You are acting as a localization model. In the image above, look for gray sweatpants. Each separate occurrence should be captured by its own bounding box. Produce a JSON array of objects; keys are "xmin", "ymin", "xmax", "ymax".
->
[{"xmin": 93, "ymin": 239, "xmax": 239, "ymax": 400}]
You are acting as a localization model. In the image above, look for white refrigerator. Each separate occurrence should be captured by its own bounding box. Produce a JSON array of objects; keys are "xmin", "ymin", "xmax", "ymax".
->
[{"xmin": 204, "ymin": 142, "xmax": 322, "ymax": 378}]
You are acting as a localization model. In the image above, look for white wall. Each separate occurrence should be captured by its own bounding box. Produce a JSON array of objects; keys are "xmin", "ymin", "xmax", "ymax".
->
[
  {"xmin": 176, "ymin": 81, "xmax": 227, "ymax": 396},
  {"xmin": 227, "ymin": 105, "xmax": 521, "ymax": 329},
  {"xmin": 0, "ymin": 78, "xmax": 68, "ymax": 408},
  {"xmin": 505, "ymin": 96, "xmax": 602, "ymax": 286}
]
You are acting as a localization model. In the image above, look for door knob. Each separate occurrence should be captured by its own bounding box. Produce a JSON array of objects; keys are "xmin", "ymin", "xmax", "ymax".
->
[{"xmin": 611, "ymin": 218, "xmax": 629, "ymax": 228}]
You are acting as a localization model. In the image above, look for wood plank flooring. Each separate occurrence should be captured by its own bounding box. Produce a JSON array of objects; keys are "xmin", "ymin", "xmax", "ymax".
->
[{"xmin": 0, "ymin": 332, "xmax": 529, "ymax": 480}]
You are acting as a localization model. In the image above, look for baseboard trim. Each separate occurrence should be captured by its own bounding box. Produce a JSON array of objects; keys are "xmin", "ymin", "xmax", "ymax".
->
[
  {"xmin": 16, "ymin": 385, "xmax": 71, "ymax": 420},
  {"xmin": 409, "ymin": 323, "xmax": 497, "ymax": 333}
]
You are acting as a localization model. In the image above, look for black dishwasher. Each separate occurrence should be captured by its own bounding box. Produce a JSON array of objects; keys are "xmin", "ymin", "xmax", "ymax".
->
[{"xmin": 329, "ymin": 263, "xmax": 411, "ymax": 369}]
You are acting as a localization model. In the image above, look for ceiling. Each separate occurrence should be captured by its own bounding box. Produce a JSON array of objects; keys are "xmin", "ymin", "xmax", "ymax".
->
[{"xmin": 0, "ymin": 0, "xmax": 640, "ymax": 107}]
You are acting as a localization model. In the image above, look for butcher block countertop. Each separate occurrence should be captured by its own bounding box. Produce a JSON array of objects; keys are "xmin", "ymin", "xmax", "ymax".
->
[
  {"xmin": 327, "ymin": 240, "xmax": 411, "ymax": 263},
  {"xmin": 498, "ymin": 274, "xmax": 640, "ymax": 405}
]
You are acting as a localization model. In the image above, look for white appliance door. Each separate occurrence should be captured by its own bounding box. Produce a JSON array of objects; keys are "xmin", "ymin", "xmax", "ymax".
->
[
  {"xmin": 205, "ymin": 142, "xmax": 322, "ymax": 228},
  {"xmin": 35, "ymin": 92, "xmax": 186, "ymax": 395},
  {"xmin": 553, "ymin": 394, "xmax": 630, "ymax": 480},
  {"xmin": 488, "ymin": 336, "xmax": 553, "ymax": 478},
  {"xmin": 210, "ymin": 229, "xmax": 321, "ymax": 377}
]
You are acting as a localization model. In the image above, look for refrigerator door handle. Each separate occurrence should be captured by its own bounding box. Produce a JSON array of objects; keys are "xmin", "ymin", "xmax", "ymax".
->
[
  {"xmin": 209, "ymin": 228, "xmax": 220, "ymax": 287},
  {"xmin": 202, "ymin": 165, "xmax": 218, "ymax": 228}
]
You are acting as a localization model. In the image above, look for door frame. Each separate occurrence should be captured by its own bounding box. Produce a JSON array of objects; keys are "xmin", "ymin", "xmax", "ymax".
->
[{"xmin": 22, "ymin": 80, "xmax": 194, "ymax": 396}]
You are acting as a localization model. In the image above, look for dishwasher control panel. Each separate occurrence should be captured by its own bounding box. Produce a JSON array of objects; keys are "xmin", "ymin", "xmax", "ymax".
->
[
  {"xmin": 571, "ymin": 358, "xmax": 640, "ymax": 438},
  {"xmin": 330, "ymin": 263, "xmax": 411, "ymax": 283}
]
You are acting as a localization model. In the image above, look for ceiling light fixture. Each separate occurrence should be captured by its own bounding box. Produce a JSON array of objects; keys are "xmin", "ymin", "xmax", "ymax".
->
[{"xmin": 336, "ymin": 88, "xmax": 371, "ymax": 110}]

- **Work to complete**
Rewrite all of the rows above, replacing "localization model" with "detection model" wherever it appears and leaving everything else unchanged.

- **The output**
You are acting as a detection model. In the image above, look for gray sweatpants. Each separate occurrence should be captured by its own bounding box. Produce a JSON array of objects; keys are "xmin", "ymin", "xmax", "ymax".
->
[{"xmin": 93, "ymin": 239, "xmax": 239, "ymax": 400}]
You are acting as a detection model. In the image above, look for white refrigerator. Each separate occurrence should be captured by its own bounding box. Produce a JSON array of objects; keys are "xmin", "ymin", "xmax", "ymax".
->
[{"xmin": 204, "ymin": 142, "xmax": 322, "ymax": 378}]
You are acting as a detection model. In the image above, look for white wall. Each separate occurrence should be captured by its own bounding box. Produce a JSON array of objects; keys are "xmin", "ymin", "xmax", "ymax".
->
[
  {"xmin": 176, "ymin": 81, "xmax": 227, "ymax": 396},
  {"xmin": 227, "ymin": 105, "xmax": 521, "ymax": 329},
  {"xmin": 0, "ymin": 78, "xmax": 68, "ymax": 408},
  {"xmin": 505, "ymin": 96, "xmax": 602, "ymax": 286}
]
You are acting as a detection model. In the image above, look for door knob. Each separate occurrence should be captured by its own bounding box. Produce a JSON array of objects; keys are "xmin", "ymin", "xmax", "ymax".
->
[{"xmin": 611, "ymin": 218, "xmax": 629, "ymax": 228}]
You are acting as a detection model. In the image above, look for wood plank flooring. Each separate occurrence should be captured by its own bounding box. Produce a JSON array of objects; keys are "xmin", "ymin", "xmax", "ymax".
->
[{"xmin": 0, "ymin": 332, "xmax": 529, "ymax": 480}]
You are acting as a detection model. In the image above, look for baseboard trim. Each separate occurrence should be captured by its own bounding box. Produce a JSON array of objects; keys are "xmin", "ymin", "xmax", "ymax".
->
[
  {"xmin": 16, "ymin": 385, "xmax": 71, "ymax": 420},
  {"xmin": 409, "ymin": 323, "xmax": 497, "ymax": 333}
]
You are acting as a detection model. In the image above, look for black dishwasher. Each separate occurrence should be captured by its own bounding box. Produce a JSON array of objects; keys are "xmin", "ymin", "xmax", "ymax".
->
[{"xmin": 329, "ymin": 263, "xmax": 411, "ymax": 369}]
You are acting as a detection model. In the image above, look for ceiling. Each separate occurrence should be captured by its own bounding box. Produce a JSON array of objects; keys are "xmin", "ymin", "xmax", "ymax".
->
[{"xmin": 0, "ymin": 0, "xmax": 640, "ymax": 107}]
You are acting as a detection model. In the image above, look for butcher block countertop. Each separate occurrence should be captured by its own bounding box. Produce a JSON array of objects; keys are "xmin", "ymin", "xmax", "ymax".
->
[
  {"xmin": 327, "ymin": 240, "xmax": 411, "ymax": 263},
  {"xmin": 498, "ymin": 274, "xmax": 640, "ymax": 405}
]
You are acting as a detection model. In the image above, look for white appliance door. Each separate occurrence should be captured by its own bounding box. Produce a JSON array of objects; keys are "xmin", "ymin", "xmax", "ymax".
->
[
  {"xmin": 205, "ymin": 142, "xmax": 322, "ymax": 228},
  {"xmin": 35, "ymin": 92, "xmax": 186, "ymax": 395},
  {"xmin": 553, "ymin": 394, "xmax": 630, "ymax": 480},
  {"xmin": 488, "ymin": 336, "xmax": 553, "ymax": 478},
  {"xmin": 210, "ymin": 229, "xmax": 321, "ymax": 377}
]
You are acting as a detection model. In the image above, look for refrigerator door handle. Each separate occurrence should be captured by its own bounding box. Produce a JSON array of objects; keys are "xmin", "ymin", "xmax", "ymax".
->
[
  {"xmin": 209, "ymin": 228, "xmax": 220, "ymax": 287},
  {"xmin": 202, "ymin": 165, "xmax": 218, "ymax": 228}
]
You are acting as a detection model. In the image above, look for door frame. Each separate occurrence should be captured by its own bounding box. Produce a JSON array of objects; keys are "xmin", "ymin", "xmax", "ymax".
->
[{"xmin": 22, "ymin": 80, "xmax": 194, "ymax": 396}]
You are acting as a detection model. In the image above, look for dishwasher control panel. Each separate occurrence should be captured by its own bounding box. Produce a JSON array of objects; keys are "xmin", "ymin", "xmax", "ymax".
->
[
  {"xmin": 571, "ymin": 358, "xmax": 640, "ymax": 438},
  {"xmin": 330, "ymin": 263, "xmax": 411, "ymax": 283}
]
You are acting as a detection model. In the image above, look for ceiling light fixture. Each separate occurrence should be captured by its own bounding box. Produce a JSON array of objects; keys are "xmin", "ymin", "xmax", "ymax".
->
[{"xmin": 336, "ymin": 88, "xmax": 371, "ymax": 110}]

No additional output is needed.